[TASK DIRECTIONS]
Count the lines in the records below that contain the string "palomino", and reply with the number only.

[PROVIDED RECORDS]
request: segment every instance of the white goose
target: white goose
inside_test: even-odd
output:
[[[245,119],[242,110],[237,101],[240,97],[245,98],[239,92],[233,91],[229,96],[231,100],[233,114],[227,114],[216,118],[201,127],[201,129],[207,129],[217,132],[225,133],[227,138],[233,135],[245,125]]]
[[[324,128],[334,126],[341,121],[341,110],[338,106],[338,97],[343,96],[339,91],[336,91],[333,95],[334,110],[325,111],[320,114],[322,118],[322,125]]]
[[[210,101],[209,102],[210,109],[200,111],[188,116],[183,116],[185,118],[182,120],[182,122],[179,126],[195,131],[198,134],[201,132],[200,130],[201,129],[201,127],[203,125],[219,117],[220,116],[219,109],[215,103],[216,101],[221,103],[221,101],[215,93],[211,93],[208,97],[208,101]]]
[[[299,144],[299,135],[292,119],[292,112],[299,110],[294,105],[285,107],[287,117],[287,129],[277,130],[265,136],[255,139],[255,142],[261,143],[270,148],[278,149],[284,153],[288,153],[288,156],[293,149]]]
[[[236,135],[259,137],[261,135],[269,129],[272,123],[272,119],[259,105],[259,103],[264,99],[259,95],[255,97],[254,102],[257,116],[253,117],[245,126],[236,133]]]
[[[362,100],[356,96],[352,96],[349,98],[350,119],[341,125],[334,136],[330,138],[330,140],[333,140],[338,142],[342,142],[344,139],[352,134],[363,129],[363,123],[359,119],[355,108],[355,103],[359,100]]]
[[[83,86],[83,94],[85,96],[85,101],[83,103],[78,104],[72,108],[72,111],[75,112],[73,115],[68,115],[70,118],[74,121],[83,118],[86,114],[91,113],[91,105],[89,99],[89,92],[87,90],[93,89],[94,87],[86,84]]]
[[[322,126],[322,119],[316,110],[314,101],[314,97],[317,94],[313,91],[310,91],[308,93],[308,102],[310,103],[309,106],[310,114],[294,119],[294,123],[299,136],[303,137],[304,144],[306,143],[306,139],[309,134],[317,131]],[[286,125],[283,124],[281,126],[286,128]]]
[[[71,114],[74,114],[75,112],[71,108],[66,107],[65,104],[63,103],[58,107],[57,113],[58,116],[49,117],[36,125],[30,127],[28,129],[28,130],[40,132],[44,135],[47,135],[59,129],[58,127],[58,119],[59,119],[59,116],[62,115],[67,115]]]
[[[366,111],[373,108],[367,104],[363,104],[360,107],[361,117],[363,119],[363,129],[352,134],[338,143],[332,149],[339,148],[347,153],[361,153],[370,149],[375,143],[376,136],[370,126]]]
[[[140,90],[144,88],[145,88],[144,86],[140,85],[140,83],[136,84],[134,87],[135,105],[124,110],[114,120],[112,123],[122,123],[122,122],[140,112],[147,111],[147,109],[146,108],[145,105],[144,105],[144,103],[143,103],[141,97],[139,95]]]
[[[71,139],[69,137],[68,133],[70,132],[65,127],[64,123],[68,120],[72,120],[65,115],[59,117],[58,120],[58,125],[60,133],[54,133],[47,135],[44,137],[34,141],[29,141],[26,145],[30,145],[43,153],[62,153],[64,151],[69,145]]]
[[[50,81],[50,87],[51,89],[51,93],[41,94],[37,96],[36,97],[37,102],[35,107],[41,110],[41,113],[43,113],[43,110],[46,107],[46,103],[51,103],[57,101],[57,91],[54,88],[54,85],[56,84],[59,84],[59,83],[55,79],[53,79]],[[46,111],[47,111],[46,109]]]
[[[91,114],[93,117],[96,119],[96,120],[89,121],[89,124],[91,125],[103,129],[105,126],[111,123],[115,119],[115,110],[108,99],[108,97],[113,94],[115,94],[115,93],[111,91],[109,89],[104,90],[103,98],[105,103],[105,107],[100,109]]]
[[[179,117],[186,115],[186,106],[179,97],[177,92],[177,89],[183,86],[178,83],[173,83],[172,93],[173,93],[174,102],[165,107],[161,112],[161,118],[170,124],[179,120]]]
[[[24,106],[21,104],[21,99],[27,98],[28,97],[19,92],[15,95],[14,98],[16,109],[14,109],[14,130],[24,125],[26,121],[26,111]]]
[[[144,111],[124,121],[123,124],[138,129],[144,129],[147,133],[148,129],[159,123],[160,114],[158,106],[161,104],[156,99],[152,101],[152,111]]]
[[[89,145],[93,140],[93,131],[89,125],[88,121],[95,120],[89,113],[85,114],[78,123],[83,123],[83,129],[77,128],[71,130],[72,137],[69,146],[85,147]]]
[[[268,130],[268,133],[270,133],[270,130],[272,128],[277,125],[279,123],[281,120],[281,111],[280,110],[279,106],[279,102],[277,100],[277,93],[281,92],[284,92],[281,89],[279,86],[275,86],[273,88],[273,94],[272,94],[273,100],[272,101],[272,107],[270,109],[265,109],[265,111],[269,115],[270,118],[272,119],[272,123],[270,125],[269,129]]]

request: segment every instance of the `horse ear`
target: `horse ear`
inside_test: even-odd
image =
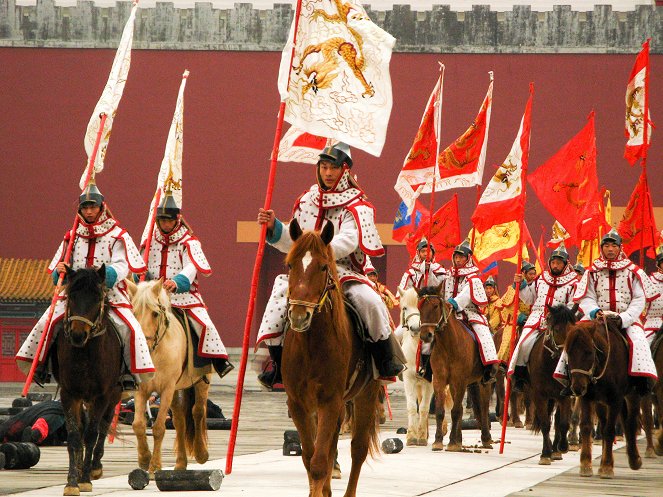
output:
[[[292,238],[293,242],[296,242],[300,236],[302,236],[302,229],[300,228],[297,219],[293,218],[290,222],[290,238]]]
[[[325,223],[325,227],[322,228],[320,237],[322,238],[322,241],[325,242],[325,245],[329,245],[329,243],[332,241],[332,238],[334,238],[334,225],[327,221]]]

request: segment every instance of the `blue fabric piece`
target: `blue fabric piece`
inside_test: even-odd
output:
[[[267,243],[276,243],[281,239],[281,233],[283,233],[283,223],[278,219],[274,220],[274,229],[270,236],[269,231],[267,232]]]
[[[106,287],[113,288],[117,283],[117,271],[113,266],[106,266]]]
[[[173,281],[177,285],[177,291],[175,293],[186,293],[191,288],[191,282],[183,274],[176,274],[173,276]]]

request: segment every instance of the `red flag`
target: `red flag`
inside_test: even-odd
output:
[[[651,143],[651,120],[649,116],[649,40],[635,59],[628,85],[626,86],[626,127],[628,138],[624,158],[631,165],[647,155]],[[647,126],[645,127],[645,121]]]
[[[432,226],[430,223],[433,223]],[[414,257],[417,243],[428,237],[430,230],[430,242],[435,246],[435,256],[440,259],[451,259],[454,248],[460,243],[460,218],[458,216],[458,195],[455,194],[449,202],[440,207],[432,219],[423,221],[414,236],[407,241],[407,249]]]
[[[610,226],[602,214],[602,198],[596,176],[594,112],[585,127],[548,161],[529,175],[529,183],[543,206],[564,226],[570,240],[590,240],[599,226]]]
[[[658,230],[654,219],[647,176],[644,171],[640,174],[638,184],[626,205],[626,210],[619,222],[617,231],[622,236],[622,246],[626,255],[631,255],[640,247],[655,248],[658,246]]]
[[[436,190],[468,187],[481,184],[486,163],[486,146],[490,111],[493,106],[493,73],[479,113],[470,127],[456,141],[445,148],[437,159],[439,176]]]
[[[479,204],[472,214],[472,222],[478,232],[484,232],[492,226],[517,221],[523,217],[525,209],[523,171],[527,169],[529,159],[533,95],[534,86],[530,85],[525,113],[520,121],[518,135],[511,151],[486,185]]]
[[[438,153],[438,135],[440,111],[442,108],[442,83],[444,70],[433,88],[426,110],[421,118],[419,131],[414,143],[405,157],[403,169],[398,174],[394,190],[407,205],[408,211],[414,207],[414,201],[421,193],[432,191],[435,177],[435,157]]]

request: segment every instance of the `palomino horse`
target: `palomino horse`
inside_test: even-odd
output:
[[[629,386],[629,349],[614,319],[581,321],[571,326],[564,344],[568,354],[571,390],[581,397],[580,476],[592,476],[592,425],[596,409],[603,437],[599,476],[614,476],[612,445],[615,424],[621,415],[626,453],[631,469],[640,469],[642,459],[636,445],[640,414],[639,396]]]
[[[569,309],[565,305],[548,306],[547,330],[539,333],[527,363],[531,388],[530,396],[534,406],[532,429],[541,431],[543,448],[539,464],[548,465],[553,460],[562,459],[568,452],[567,435],[571,418],[571,399],[560,396],[562,385],[553,378],[553,373],[564,348],[566,332],[576,323],[578,305]],[[555,439],[550,441],[550,418],[555,410]]]
[[[293,220],[294,244],[286,257],[290,325],[283,343],[283,385],[302,442],[310,497],[331,496],[332,466],[347,400],[354,400],[354,419],[346,497],[355,497],[361,466],[369,451],[378,449],[380,384],[373,379],[370,355],[344,311],[329,246],[333,236],[331,223],[322,233],[302,233]]]
[[[194,371],[188,364],[191,354],[186,332],[171,310],[161,280],[145,281],[138,287],[132,284],[129,288],[133,293],[134,314],[143,328],[156,368],[154,377],[141,383],[135,395],[136,416],[132,427],[138,441],[138,465],[151,476],[161,469],[161,444],[171,403],[176,431],[175,469],[186,469],[187,453],[200,464],[207,462],[209,367],[206,372]],[[152,392],[161,396],[161,405],[152,425],[154,448],[150,453],[144,414]]]
[[[421,312],[421,340],[430,343],[433,340],[431,366],[433,368],[433,388],[435,389],[435,442],[433,450],[444,448],[442,422],[444,420],[444,402],[446,388],[449,385],[453,398],[451,409],[451,434],[447,451],[462,450],[463,435],[461,421],[463,416],[463,395],[467,386],[480,382],[483,376],[483,364],[479,356],[478,345],[469,330],[456,318],[451,304],[440,295],[442,284],[438,287],[426,287],[418,290],[419,311]],[[481,443],[492,448],[488,404],[491,385],[479,385],[471,388],[473,408],[477,422],[481,426]]]
[[[122,352],[108,317],[106,266],[67,267],[65,319],[58,324],[53,374],[67,425],[69,473],[63,495],[91,492],[103,474],[101,458],[122,389]],[[84,444],[84,446],[83,446]]]

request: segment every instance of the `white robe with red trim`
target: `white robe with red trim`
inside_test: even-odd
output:
[[[189,229],[180,224],[171,233],[165,234],[155,225],[147,259],[147,278],[172,280],[175,276],[182,275],[189,281],[189,291],[172,293],[170,303],[173,307],[182,309],[188,316],[191,327],[200,338],[197,351],[200,357],[227,359],[226,347],[200,294],[199,272],[208,276],[212,273],[212,268],[207,262],[200,241]]]
[[[71,236],[71,231],[65,235],[48,267],[49,273],[52,273],[57,264],[63,260]],[[145,380],[154,372],[154,365],[143,330],[133,316],[126,282],[124,281],[129,275],[129,271],[142,273],[146,269],[138,248],[129,234],[119,226],[117,220],[108,216],[105,209],[102,210],[98,221],[95,223],[88,224],[81,220],[75,237],[70,259],[72,269],[101,267],[102,264],[105,264],[106,267],[112,267],[117,274],[115,284],[108,290],[108,303],[111,307],[109,315],[124,342],[125,362],[133,373],[146,374],[142,378]],[[39,358],[40,363],[44,361],[48,348],[53,342],[53,327],[58,321],[62,320],[64,312],[65,295],[63,291],[55,304],[48,338]],[[30,370],[32,359],[37,353],[47,317],[48,309],[16,354],[18,367],[26,374]]]
[[[336,266],[343,291],[361,315],[371,338],[383,340],[389,337],[389,314],[380,296],[364,270],[370,257],[382,256],[384,248],[375,226],[375,209],[364,193],[354,185],[349,171],[339,178],[330,190],[313,185],[295,203],[293,218],[302,230],[320,230],[324,222],[334,226],[334,238],[330,245],[336,256]],[[278,226],[278,225],[277,225]],[[269,243],[287,253],[293,245],[289,225],[280,225]],[[256,347],[267,340],[269,345],[281,343],[287,324],[288,276],[277,276],[272,294],[258,331]]]
[[[629,344],[629,374],[657,378],[656,365],[640,322],[646,302],[657,296],[647,274],[622,252],[614,261],[596,259],[585,271],[573,298],[585,313],[583,321],[589,320],[595,309],[618,313]],[[568,377],[567,369],[565,351],[553,376],[564,382]]]
[[[445,279],[445,300],[453,298],[458,304],[456,315],[458,319],[466,319],[472,326],[472,331],[479,344],[479,354],[484,365],[499,362],[493,334],[488,327],[486,316],[480,308],[488,305],[488,296],[483,282],[479,277],[479,268],[474,265],[470,257],[463,267],[452,267]]]
[[[553,276],[548,270],[539,275],[533,282],[520,290],[520,299],[523,303],[532,306],[532,312],[527,317],[523,332],[516,344],[509,364],[509,374],[513,374],[516,366],[526,366],[529,355],[536,343],[539,330],[547,329],[546,316],[548,306],[573,306],[573,293],[576,289],[578,277],[570,265],[564,268],[559,276]]]

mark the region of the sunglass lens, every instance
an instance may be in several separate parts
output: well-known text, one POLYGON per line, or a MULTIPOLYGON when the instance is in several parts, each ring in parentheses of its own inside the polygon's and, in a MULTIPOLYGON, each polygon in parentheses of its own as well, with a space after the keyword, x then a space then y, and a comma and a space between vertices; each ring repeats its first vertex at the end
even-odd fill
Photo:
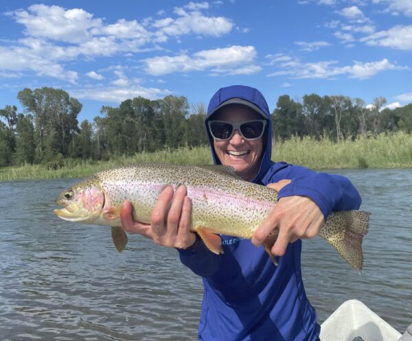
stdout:
POLYGON ((216 139, 225 140, 231 135, 233 126, 225 122, 211 122, 210 130, 211 134, 216 139))
POLYGON ((240 126, 242 134, 247 139, 257 139, 260 137, 263 132, 263 122, 252 121, 247 122, 240 126))

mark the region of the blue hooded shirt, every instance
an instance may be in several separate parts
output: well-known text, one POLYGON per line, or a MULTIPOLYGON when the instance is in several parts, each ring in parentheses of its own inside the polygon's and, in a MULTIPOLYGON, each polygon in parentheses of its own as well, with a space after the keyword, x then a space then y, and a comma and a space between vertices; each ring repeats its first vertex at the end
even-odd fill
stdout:
MULTIPOLYGON (((279 191, 278 198, 308 196, 325 218, 332 211, 359 208, 359 193, 346 178, 271 160, 272 121, 266 100, 258 90, 242 85, 219 89, 210 100, 207 129, 211 117, 232 103, 247 105, 268 120, 260 166, 253 183, 266 185, 290 179, 291 183, 279 191)), ((214 163, 220 164, 213 138, 209 131, 207 134, 214 163)), ((182 263, 203 278, 199 340, 317 340, 320 327, 301 277, 301 241, 290 243, 284 255, 277 257, 275 266, 263 246, 256 248, 249 239, 221 237, 225 253, 219 255, 210 252, 198 237, 190 248, 179 250, 182 263)))

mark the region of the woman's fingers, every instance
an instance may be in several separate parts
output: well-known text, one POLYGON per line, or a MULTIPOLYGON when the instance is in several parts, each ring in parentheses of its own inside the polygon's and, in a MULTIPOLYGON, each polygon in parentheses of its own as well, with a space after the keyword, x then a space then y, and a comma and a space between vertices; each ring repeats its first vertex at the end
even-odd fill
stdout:
POLYGON ((153 211, 152 211, 150 222, 155 237, 154 239, 155 242, 158 242, 159 238, 165 233, 165 218, 172 198, 173 198, 173 188, 168 186, 159 195, 153 211))

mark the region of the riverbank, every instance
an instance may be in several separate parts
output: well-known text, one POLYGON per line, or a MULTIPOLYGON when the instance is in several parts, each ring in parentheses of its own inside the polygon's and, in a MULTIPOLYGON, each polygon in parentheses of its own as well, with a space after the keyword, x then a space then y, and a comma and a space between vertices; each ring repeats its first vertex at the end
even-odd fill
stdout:
MULTIPOLYGON (((404 132, 359 137, 336 143, 328 139, 293 138, 273 144, 272 159, 313 169, 412 167, 412 134, 404 132)), ((66 160, 61 164, 0 168, 0 181, 82 178, 97 172, 141 162, 185 165, 211 164, 209 147, 181 148, 155 153, 117 157, 108 161, 66 160), (54 167, 55 166, 55 167, 54 167)))

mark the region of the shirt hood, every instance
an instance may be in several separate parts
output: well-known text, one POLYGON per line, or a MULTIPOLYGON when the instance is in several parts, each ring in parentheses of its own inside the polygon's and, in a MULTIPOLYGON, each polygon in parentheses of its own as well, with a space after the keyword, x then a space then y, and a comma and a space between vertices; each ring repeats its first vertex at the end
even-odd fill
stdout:
POLYGON ((266 125, 265 132, 263 135, 263 138, 265 140, 264 141, 264 149, 260 159, 260 166, 258 174, 251 180, 252 183, 260 183, 271 164, 272 120, 266 99, 260 91, 255 88, 245 85, 232 85, 221 88, 216 91, 210 99, 209 106, 207 107, 207 114, 205 119, 205 124, 206 125, 206 131, 207 132, 207 137, 209 138, 213 161, 215 165, 220 165, 220 161, 213 146, 213 137, 209 131, 207 121, 221 108, 233 104, 249 106, 268 121, 268 124, 266 125))

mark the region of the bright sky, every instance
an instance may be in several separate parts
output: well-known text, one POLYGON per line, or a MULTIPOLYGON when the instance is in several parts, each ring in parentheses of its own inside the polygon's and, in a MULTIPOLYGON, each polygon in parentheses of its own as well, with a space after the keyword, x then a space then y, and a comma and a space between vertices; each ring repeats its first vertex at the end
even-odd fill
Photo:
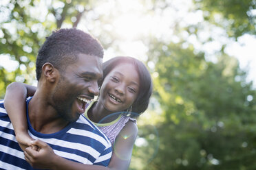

[REPLY TO THE TASK]
2